* [Task requirements] Report how many lines in the entries below have the word "wheel" in them, and give no other words.

* [Data to examine]
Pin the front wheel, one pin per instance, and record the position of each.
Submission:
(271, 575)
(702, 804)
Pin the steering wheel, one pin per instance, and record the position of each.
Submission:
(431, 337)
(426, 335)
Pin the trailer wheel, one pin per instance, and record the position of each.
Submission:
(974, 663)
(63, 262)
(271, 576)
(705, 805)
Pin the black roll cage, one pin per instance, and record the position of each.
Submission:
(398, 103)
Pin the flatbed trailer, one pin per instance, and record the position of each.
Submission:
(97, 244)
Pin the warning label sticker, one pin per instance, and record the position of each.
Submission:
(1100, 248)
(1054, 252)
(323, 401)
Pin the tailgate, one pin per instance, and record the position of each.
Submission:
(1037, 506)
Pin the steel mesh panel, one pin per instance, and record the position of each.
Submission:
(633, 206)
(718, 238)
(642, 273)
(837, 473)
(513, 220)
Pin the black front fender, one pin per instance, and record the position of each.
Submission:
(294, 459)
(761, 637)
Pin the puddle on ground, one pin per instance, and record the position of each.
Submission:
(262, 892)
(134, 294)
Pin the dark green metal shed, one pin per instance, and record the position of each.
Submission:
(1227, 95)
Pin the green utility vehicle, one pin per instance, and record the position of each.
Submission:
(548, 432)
...
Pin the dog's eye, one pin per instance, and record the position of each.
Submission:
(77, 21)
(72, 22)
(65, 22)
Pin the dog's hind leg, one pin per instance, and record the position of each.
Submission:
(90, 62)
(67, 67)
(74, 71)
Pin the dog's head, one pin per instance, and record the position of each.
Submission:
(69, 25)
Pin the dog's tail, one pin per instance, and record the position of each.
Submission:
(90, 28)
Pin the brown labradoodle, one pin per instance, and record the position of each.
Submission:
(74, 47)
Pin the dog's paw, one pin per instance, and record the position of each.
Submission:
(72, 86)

* [Written solution] 3